— Text shown —
● ● ● ● ●
You can play them on your computer, too...illegally, of course


----------



## slurpazillia (Nov 18, 2005)

---


----------



## anonymous259 (Nov 28, 2006)

Gameboy Colour. Technically Color but with a 'u' is much better. 

I got it and Pokemon Crystall with it when I was eight.


----------



## Higolo (Dec 10, 2006)

The SNES in 1997 (or was that '96?). T'was the dogs danglies.


----------



## ghostgurl (Sep 20, 2004)

That would be the Super Nintendo. It still works too.


----------



## Tokztero (Sep 12, 2013)

Gaming PC.


----------



## JH1983 (Nov 14, 2013)

NES.


----------



## Thedood (Nov 27, 2013)

Yes, that's me narrating it. It talks about my first experiences with the Atari 2600 way back in the day.


----------



## Crimson Lotus (Jul 26, 2013)

The good old NES.


----------



## Lacking Serotonin (Nov 18, 2012)

Super NES.


----------



## fm5827 (Mar 7, 2011)
● ● ● ● ●
— Supplied information —

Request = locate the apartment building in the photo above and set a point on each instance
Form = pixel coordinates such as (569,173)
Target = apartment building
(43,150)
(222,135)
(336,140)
● ● ● ● ●
— Required action —
In the forum thread, which console does anonymous259 say they got at age eight? Rely only on the forum thread, not on the lines.

— Task solution —
A Gameboy Colour.